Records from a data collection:
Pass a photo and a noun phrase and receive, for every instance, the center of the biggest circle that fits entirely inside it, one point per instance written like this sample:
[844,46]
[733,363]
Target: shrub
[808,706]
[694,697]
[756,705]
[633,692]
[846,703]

Work required: Print all of the entries exactly, leaving nothing out.

Result below:
Pass a photo and a noun phrase and receive, for every instance, the center of the biggest circle that fits entirely inside it, one point per instance written like this sample:
[844,46]
[733,363]
Target: shrub
[808,706]
[694,697]
[756,705]
[633,692]
[846,703]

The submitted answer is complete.